▸ CHALLENGE
Substitute "indented" for every occurrence of "pretty-printed" in the material below, and give all the other lines back unchanged.

▸ LISTING
[START]

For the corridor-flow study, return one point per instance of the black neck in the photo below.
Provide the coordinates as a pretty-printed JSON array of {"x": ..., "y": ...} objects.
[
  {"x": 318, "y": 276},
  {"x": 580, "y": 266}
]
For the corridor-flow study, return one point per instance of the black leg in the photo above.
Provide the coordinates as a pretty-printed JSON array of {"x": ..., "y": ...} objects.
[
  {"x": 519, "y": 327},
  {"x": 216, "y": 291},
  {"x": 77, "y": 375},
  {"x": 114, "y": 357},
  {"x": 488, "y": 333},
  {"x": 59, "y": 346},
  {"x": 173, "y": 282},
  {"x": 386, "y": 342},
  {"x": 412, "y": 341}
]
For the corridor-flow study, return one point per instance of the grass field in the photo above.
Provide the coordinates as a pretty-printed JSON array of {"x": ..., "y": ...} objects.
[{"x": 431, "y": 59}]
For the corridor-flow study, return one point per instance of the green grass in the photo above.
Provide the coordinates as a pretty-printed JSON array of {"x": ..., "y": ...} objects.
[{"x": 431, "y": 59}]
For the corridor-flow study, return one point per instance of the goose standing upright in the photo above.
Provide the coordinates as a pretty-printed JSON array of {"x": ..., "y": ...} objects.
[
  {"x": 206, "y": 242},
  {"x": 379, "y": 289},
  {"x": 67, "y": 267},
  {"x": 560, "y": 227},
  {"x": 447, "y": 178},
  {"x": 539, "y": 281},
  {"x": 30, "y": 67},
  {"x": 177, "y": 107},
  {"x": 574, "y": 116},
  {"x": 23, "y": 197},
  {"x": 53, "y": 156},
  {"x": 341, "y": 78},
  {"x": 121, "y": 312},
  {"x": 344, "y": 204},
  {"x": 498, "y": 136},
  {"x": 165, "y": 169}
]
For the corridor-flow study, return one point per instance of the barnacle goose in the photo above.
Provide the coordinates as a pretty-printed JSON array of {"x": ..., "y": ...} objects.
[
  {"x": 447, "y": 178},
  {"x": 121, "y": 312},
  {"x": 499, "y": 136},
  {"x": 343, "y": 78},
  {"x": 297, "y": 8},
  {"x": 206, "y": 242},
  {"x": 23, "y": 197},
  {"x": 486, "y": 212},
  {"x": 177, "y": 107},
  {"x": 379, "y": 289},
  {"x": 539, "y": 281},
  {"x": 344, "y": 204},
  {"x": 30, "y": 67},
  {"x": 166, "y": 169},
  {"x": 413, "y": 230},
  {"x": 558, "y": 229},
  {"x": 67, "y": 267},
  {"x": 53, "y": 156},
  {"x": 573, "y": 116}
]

[END]

▸ SOLUTION TO THIS EXERCISE
For the corridor-flow study, return one point per instance of the black neck in the photo below.
Provide the coordinates as a indented JSON array of {"x": ..., "y": ...} objects.
[
  {"x": 318, "y": 276},
  {"x": 580, "y": 266}
]
For the corridor-flow study, return one point per instance of the black leg in the photo above.
Provide the coordinates as a indented JSON array of {"x": ..., "y": ...} objects.
[
  {"x": 519, "y": 327},
  {"x": 216, "y": 291},
  {"x": 77, "y": 375},
  {"x": 114, "y": 357},
  {"x": 488, "y": 333},
  {"x": 59, "y": 346},
  {"x": 173, "y": 282},
  {"x": 386, "y": 342},
  {"x": 412, "y": 341}
]
For the corridor-flow study, return one point per instance of the grass field in the photo above.
Provide the coordinates as a indented JSON array of {"x": ..., "y": ...} objects.
[{"x": 431, "y": 59}]
For the corridor-flow study, return one point per instance of the green grass in the photo above.
Provide the coordinates as a indented JSON array of {"x": ..., "y": ...} objects.
[{"x": 431, "y": 59}]
For the corridor-flow study, return one point per instance of the goose standing upright in the photo above.
Provide the coordinates as a indented JSON array of {"x": ..., "y": ...} objects.
[
  {"x": 206, "y": 242},
  {"x": 379, "y": 289},
  {"x": 67, "y": 267},
  {"x": 560, "y": 227},
  {"x": 447, "y": 178},
  {"x": 539, "y": 281},
  {"x": 30, "y": 67},
  {"x": 177, "y": 107},
  {"x": 574, "y": 116},
  {"x": 23, "y": 197},
  {"x": 53, "y": 156},
  {"x": 341, "y": 78},
  {"x": 121, "y": 312},
  {"x": 344, "y": 204},
  {"x": 498, "y": 136},
  {"x": 165, "y": 169}
]
For the corridor-flow study, return one point per instance of the barnacle goose in the photo above.
Provide the coordinates as a indented JSON array of {"x": ..., "y": ...} objects.
[
  {"x": 447, "y": 178},
  {"x": 121, "y": 312},
  {"x": 499, "y": 136},
  {"x": 343, "y": 78},
  {"x": 297, "y": 8},
  {"x": 206, "y": 242},
  {"x": 23, "y": 197},
  {"x": 486, "y": 212},
  {"x": 177, "y": 107},
  {"x": 379, "y": 289},
  {"x": 539, "y": 281},
  {"x": 344, "y": 204},
  {"x": 30, "y": 67},
  {"x": 166, "y": 169},
  {"x": 413, "y": 230},
  {"x": 558, "y": 229},
  {"x": 67, "y": 267},
  {"x": 53, "y": 156},
  {"x": 573, "y": 116}
]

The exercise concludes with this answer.